#### PROBLEM
Take the lines below from the first through the one that contains "positive clicks: (192, 108)" and copy them exactly.

-------- RECORDS PROVIDED

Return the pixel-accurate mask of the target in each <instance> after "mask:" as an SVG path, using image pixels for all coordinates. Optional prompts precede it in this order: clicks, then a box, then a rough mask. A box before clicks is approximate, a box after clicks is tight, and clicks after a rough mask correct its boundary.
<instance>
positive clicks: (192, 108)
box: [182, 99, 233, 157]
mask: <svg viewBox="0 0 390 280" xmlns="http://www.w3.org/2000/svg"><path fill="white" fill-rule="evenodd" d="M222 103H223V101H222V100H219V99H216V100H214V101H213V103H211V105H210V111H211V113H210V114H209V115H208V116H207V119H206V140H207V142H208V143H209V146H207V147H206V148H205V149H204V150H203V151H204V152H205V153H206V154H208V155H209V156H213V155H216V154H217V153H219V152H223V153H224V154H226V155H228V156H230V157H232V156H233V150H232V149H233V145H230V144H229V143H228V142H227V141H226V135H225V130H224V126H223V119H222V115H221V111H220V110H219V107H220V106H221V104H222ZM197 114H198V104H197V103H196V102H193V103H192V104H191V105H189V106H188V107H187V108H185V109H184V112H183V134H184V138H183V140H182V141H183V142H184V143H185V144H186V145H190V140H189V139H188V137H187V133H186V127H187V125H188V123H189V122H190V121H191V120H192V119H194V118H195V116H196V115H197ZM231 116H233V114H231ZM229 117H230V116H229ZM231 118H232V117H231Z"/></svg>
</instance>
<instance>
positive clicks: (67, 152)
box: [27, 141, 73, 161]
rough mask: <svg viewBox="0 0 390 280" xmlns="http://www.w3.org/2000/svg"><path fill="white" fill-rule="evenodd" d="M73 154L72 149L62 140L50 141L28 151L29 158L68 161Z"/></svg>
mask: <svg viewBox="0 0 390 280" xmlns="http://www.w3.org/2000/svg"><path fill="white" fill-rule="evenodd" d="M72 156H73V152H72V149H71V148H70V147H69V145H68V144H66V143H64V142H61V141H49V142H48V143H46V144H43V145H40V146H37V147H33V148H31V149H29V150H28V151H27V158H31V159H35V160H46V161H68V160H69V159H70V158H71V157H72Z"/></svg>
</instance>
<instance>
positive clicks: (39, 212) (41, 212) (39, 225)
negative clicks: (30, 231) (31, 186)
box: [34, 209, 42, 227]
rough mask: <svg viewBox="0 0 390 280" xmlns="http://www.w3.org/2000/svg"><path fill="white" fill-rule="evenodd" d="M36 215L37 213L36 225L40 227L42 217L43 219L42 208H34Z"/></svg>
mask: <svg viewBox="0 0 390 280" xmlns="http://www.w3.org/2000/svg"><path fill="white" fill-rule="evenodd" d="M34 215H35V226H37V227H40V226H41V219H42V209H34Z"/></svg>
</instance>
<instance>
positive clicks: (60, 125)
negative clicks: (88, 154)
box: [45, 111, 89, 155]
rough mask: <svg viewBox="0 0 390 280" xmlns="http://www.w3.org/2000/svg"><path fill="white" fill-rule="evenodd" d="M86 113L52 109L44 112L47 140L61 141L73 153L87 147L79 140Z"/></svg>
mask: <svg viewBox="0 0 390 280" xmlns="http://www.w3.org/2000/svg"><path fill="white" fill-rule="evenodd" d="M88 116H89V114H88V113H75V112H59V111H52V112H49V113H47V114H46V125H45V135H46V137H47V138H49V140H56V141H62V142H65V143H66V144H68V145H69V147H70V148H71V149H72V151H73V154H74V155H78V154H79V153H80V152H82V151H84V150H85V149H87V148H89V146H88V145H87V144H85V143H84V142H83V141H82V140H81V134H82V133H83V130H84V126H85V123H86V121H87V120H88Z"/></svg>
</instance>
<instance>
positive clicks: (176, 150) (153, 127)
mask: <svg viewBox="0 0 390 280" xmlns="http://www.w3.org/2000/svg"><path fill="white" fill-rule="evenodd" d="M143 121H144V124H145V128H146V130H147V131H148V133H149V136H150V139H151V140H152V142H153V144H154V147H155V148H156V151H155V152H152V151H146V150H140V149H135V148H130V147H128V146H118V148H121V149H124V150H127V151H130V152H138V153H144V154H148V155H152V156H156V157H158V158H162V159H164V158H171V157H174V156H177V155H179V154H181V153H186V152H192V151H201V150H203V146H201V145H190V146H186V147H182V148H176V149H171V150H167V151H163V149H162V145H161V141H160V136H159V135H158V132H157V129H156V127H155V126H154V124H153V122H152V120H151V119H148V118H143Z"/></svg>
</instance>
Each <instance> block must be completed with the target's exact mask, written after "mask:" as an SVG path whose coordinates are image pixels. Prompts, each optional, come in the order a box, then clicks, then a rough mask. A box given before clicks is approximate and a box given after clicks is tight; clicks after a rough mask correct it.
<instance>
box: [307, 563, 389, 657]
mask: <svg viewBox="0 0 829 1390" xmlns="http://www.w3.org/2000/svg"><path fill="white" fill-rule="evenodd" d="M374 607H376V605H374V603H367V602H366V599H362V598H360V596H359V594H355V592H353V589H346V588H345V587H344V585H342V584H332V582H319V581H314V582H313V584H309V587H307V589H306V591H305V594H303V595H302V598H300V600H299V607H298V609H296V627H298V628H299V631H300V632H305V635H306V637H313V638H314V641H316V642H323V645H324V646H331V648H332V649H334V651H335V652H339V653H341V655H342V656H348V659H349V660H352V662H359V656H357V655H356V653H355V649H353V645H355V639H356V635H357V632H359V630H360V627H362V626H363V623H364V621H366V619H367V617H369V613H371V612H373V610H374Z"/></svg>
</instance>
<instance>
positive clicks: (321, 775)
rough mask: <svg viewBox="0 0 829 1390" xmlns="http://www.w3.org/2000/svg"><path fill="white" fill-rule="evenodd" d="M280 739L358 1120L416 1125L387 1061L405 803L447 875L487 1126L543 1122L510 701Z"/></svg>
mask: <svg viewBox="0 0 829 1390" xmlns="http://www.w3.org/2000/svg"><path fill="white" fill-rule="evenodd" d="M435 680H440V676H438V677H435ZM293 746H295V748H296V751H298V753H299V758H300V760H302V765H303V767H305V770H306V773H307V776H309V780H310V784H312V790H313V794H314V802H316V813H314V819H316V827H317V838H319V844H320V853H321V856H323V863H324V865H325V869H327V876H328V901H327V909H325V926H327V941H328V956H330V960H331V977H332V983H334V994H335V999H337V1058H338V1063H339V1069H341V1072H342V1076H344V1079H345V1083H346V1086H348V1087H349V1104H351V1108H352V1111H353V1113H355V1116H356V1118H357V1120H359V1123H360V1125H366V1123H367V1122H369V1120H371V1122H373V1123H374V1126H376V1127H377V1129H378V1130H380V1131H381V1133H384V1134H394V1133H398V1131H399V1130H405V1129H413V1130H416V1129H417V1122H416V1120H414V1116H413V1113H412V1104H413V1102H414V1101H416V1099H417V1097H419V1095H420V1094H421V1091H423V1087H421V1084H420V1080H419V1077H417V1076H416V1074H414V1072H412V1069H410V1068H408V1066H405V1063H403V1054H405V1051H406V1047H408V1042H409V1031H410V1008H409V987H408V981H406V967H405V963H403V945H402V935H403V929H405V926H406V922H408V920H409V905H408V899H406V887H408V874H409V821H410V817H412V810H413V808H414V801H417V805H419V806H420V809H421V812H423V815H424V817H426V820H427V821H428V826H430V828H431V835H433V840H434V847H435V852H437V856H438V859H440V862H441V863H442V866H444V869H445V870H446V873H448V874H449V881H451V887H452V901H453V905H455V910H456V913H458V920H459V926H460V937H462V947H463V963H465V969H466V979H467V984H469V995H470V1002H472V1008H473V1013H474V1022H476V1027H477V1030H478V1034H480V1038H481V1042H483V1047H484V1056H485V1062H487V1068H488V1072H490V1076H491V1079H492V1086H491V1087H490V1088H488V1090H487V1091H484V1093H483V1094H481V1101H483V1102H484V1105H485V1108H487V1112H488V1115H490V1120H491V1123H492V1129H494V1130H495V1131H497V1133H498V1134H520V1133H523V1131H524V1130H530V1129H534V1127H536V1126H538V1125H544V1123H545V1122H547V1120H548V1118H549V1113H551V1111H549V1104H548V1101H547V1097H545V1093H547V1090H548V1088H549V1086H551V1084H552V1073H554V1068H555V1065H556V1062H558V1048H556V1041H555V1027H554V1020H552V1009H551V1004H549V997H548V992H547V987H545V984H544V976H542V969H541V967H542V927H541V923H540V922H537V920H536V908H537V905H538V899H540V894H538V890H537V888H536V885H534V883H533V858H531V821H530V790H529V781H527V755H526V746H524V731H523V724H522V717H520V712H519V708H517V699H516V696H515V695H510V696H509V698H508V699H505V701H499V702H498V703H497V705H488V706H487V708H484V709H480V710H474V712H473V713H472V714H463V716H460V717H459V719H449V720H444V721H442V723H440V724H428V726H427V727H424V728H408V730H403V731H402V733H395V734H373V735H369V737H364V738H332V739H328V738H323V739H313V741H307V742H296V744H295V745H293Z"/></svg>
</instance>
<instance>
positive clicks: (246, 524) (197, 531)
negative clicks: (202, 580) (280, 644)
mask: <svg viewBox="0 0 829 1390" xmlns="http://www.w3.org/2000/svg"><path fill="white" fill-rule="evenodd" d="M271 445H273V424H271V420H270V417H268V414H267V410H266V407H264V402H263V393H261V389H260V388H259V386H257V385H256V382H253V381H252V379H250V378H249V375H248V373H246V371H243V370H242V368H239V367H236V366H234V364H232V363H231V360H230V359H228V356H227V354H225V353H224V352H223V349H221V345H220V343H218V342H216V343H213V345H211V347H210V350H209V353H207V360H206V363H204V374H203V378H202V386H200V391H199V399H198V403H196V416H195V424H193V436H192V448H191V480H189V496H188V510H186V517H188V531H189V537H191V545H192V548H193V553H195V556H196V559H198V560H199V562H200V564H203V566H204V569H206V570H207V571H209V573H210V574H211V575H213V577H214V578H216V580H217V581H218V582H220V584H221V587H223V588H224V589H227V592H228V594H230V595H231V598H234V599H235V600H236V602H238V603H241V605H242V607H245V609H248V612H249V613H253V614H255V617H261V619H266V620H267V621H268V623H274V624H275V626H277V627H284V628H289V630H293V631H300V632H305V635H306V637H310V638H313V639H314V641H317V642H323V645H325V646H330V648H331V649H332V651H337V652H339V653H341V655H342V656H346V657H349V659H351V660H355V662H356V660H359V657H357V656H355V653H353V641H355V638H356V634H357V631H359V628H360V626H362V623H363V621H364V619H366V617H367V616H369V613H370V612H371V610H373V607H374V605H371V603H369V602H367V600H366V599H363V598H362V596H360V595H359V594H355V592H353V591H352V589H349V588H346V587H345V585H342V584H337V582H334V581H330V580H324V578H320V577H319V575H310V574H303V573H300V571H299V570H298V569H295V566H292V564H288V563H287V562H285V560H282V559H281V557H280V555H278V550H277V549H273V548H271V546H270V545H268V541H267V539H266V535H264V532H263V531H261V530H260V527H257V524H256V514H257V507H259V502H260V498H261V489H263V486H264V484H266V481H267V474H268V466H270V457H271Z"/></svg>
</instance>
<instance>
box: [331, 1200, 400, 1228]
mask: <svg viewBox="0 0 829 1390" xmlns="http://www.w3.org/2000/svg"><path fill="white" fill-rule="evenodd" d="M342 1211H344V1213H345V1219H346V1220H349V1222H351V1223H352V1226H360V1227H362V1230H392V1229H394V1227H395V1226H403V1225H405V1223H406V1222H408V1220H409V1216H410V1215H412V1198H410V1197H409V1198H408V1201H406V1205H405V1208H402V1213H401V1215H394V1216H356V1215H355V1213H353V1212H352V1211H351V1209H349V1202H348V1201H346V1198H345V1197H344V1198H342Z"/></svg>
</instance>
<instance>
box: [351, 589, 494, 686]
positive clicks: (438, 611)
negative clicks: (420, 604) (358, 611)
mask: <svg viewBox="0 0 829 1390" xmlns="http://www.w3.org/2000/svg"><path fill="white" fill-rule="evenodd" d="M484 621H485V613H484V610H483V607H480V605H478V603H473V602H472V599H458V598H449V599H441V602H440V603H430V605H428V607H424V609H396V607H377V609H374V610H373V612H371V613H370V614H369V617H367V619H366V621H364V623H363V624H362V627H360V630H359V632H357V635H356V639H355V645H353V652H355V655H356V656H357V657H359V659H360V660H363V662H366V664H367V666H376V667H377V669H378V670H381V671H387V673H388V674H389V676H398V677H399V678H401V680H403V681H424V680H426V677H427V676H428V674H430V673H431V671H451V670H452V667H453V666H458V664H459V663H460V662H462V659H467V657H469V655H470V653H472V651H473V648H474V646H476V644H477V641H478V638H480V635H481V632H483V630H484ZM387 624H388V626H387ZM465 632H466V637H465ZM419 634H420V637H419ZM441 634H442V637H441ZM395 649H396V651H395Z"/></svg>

----------------

#### YOUR RESPONSE
Return the pixel-accurate mask of the target in each <instance> after "mask:" as an SVG path, using image pixels for all coordinates. Optional prompts precede it in this order: clicks, then a box, then a rough mask. A box before clicks is approximate, a box after clicks is tight, and clicks after a rough mask correct its boundary.
<instance>
positive clicks: (192, 108)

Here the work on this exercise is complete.